*** Opening of Records provided ***

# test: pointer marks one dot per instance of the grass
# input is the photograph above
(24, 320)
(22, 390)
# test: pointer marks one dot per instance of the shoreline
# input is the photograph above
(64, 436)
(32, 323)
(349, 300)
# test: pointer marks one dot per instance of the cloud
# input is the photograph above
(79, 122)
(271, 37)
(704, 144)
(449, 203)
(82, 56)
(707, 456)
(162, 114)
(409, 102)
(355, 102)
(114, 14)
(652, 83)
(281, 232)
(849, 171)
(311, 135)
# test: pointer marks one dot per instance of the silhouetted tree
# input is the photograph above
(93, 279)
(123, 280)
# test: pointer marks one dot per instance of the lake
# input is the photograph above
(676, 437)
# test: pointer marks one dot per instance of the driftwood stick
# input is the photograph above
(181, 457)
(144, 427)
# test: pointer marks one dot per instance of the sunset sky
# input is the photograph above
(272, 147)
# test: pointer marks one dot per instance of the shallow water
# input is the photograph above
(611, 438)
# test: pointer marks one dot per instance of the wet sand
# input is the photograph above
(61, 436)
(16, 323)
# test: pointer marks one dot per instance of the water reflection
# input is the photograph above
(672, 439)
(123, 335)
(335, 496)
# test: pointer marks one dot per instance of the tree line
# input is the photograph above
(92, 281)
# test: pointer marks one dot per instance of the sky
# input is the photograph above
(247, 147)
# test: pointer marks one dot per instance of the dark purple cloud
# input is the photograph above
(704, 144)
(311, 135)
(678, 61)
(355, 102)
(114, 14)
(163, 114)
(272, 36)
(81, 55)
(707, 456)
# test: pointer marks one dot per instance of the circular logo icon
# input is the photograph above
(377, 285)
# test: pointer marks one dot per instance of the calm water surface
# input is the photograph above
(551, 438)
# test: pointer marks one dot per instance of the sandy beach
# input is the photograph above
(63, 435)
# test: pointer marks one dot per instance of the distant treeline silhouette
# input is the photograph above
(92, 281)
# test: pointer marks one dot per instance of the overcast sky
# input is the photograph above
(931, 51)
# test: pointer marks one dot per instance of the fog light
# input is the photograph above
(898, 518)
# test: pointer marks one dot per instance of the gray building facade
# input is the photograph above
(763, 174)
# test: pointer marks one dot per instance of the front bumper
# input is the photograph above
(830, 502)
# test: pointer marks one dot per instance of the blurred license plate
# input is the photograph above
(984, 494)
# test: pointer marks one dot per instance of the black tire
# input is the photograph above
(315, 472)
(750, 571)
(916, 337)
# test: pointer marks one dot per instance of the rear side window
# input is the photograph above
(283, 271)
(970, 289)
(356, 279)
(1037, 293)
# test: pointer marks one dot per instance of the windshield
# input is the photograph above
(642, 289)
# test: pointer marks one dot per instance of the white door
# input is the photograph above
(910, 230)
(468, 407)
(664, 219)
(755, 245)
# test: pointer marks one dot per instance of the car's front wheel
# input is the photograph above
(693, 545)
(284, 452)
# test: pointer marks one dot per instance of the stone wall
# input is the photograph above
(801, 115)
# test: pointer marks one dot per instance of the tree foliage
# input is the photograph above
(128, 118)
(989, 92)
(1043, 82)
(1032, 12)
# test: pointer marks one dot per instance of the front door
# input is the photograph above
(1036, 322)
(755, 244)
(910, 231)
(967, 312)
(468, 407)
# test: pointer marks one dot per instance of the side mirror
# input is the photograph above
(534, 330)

*** Close of Records provided ***

## Task details
Find "# test: pointer marks one dot per instance of the side" in the data above, then repeat that line and all lines after it exactly, ending with the final line.

## Output below
# test: pointer marks one dot per instance of the side mirror
# input is the photograph above
(534, 330)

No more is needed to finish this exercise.